Text.
⟨
There’s a little old lady on campus.

She’s small, very grandmotherly. She’s in the faculty of education and has kind eyes.

And she scares the shit out of me.

She’s the client that I worked with for what would become the worst job I can remember doing. The details don’t matter, it was a mixture of politics, misunderstanding, and worst of all, the client’s opinion that there’s no expertise in our field and that we’re, at best, button pushers. And the local mom and pop pizza place has a perfect website we should copy. (They didn’t).

But when I see her walking around campus I feel the anxiety bubble in the back of my stomach. When the department name comes up on job sheet I breathe a little different. Every time we talk about the web projects we’re doing around the university, which is almost daily now, there’s a small part of me that remembers this one, nasty experience and wants to run.

That job that kills you to think about will own you.

It’ll own you, like a psychic radiation dump, it’ll own you. It’ll be a piece of mental and creative land that you can no longer step foot on.

Any job that might venture near it will cause a clicking in your head that will only grow in intensity as it gets closer, and before you know it you’ll have a completely forbidden city. It’ll be ground that brings death should you step through it.
⟩
(Stored items)
⟨
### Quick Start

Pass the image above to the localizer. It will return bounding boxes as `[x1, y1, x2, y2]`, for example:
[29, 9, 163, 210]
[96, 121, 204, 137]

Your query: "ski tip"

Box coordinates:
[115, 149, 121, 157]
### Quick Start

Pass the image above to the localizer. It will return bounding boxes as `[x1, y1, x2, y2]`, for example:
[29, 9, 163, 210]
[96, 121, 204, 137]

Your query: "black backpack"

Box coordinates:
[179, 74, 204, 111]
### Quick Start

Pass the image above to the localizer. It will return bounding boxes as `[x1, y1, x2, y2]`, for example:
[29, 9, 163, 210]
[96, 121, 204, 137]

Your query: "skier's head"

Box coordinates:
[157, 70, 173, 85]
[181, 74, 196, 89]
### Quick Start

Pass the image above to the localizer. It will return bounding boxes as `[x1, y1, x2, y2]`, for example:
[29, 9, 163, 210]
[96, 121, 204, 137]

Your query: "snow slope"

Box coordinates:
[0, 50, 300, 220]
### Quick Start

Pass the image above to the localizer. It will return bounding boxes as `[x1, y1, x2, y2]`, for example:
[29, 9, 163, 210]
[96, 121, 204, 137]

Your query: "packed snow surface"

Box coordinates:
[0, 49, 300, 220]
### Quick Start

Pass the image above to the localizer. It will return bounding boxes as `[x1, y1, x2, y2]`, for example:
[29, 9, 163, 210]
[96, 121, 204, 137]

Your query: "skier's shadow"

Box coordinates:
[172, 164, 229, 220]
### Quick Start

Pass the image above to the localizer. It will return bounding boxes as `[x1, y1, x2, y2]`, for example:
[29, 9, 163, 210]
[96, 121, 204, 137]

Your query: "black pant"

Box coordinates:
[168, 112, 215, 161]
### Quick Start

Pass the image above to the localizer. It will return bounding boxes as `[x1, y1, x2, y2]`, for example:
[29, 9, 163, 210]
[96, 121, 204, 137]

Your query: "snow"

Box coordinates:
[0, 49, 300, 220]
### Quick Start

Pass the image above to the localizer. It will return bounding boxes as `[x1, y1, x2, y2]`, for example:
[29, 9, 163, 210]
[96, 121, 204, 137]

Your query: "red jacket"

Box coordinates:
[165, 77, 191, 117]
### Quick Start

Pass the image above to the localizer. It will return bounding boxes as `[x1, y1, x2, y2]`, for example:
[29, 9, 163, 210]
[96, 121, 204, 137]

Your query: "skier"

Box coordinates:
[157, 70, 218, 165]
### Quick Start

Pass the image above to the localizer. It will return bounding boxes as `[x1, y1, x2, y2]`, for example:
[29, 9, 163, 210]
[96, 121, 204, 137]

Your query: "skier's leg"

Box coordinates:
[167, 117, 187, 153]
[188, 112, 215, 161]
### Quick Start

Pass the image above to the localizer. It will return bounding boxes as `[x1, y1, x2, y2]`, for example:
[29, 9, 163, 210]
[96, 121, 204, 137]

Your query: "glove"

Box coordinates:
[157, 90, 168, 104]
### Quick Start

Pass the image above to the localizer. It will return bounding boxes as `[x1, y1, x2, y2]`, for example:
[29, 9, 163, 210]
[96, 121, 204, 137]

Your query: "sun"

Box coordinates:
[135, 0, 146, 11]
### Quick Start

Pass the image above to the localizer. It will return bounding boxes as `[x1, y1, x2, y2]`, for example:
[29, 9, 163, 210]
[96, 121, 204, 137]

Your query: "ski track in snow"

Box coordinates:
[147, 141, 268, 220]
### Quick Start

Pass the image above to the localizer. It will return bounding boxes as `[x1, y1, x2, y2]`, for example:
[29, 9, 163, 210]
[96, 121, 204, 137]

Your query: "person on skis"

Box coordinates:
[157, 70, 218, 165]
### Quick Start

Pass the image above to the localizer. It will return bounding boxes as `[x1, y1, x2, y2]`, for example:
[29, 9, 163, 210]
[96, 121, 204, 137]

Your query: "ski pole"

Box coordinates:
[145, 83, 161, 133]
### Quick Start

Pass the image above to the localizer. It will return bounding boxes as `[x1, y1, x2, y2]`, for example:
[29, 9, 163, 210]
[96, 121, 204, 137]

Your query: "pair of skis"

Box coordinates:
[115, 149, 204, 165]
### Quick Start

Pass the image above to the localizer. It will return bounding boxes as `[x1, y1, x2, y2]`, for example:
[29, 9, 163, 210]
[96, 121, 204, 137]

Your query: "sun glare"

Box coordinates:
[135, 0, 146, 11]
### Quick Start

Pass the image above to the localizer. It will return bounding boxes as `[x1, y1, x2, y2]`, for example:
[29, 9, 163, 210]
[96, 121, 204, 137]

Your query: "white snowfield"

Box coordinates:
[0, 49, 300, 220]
⟩
Task item A.
Please answer these about the essay on the dreaded client job, drawing each answer from the essay:
(i) Which faculty is the little old lady in?
(ii) Whose website did the client think should be copied?
(iii) What does the writer compare the job that owns you to?
Task item B.
Carry the essay on the dreaded client job forward from its last sentence.

Your response A.
(i) The faculty of education.
(ii) The local mom and pop pizza place's website.
(iii) A psychic radiation dump.

Your response B.
But while it’s easy, even if inconvenient, to avoid plots of land in physicality, it’s near impossible to do so mentally. Our brains trigger thoughts before we’ve had them and networks of mental fibre will light up, showing the joins. As long as you’re a designer the worst job will be lit up from time to time.

So this is land we need to claim back, tearing up the soil and the trees and sad playgrounds and empty buildings and make it our own again.

When the time is right, you need to visit this place again. Perhaps don a suit of wine or beer or have a little smoke or whatever it is that helps you step out of your own way a little, whatever it is that helps quieten the ego, the one that’s shrieking bloody murder and clicking maniacally when you step towards the radiated ground. Or meditate. Or read. Or just tell your ego to go to hell.

When you’re ready, write down what it is that’s killing you. Describe the area that you are so carefully walking through. Figure out where things went wrong.

It’s easy to say the client was stupid, but when we say such things all we’re really wanting the world to know is that we think we’re smarter than the person we’re aiming at. It’s useless. They’re probably not stupid, and even if they are, that shouldn’t be the reason your job went wrong.

Was it miscommunication? Did you not understand where they were coming from, what they wanted, what they were hoping to achieve? Or maybe they didn’t understand you. Either way, you’re the designer and if you want to be a professional you need to take responsibility and control of those conversations.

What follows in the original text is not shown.